## SEZIONE DEL DOCUMENTO
========================================================================

Pensate di mettere insieme un gruppo di persone, di registrarle mentre parlano e infine di cancellare tutte le parti dialogate per lasciare i respiri, gli oh!, gli ah! e le altre espressioni simili.
Adesso traslate, pensate agli strumenti musicali come fossero persone, pensate di raggrupparne alcuni (tastiere acustiche, elettriche e elettroniche), di registrarli mentre dialogano, e infine di cancellare i dialoghi lasciando i loro respiri e le loro esclamazioni. Respiri che possono essere sospiri, certo, ma anche rivelazioni di affanno o squilibrio.
Ecco, avrete così ottenuto “Offshore Zone”, un disco fatto con l`alito degli strumenti.
Protagoniste tre tastieriste, compositrici, improvvisatrici e manipolatrici elettroniche della limitrofa Austria.
Il tutto può essere inserito in un concetto di improvvisazione elettroacustica non idiomatica, all`insegna della destrutturazione, con evidenti riferimenti all`opera di John Cage, Bernhard Günter o Radu Malfatti.

========================================================================

## MATERIALE FORNITO
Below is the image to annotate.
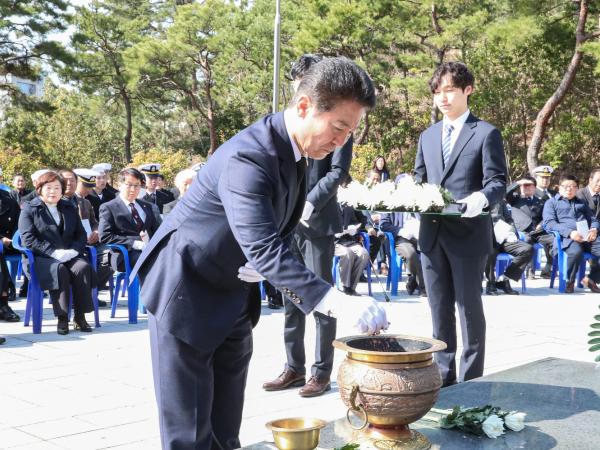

========================================================================

## CONSEGNA
Puoi proseguire il testo sul disco «Offshore Zone», scrivendo il seguito dopo la sua ultima frase?

## RISULTATO DELL'ESERCIZIO
Questo non vuol dire che “Offshore Zone” non ha delle sue peculiarità . Tutt`altro. Innanzi tutto il fatto di venire giocato tutto su strumenti a tastiera, o simili, crea quell`ampio ventaglio di timbriche, tonalità e risonanze che solo con questo tipo di strumentazioni è possibile ottenere (voglio citare l`armamentario utilizzato: parte interna del pianoforte, dulcimer percosso con martelletti, pianoforte giocattolo, pianoforte, clavicordo, zither e synth, oltre a non meglio specificate elettroniche). In secondo luogo a influire nel risultato v`è sicuramente lo spirito femmineo del progetto, spirito che incombe contrassegnando l`insieme di una sua (pur ferrea) grazia.
Da notare la tonalità in blu che domina l`intero lavoro: dal titolo del disco (zona in mare aperto) al nome del progetto (pesce d`altura), passando per il colore del vinile e della copertina (disegnata da Heimo Wallner e ispirata dall`artista americana Christy Gast).
Tutto molto bello.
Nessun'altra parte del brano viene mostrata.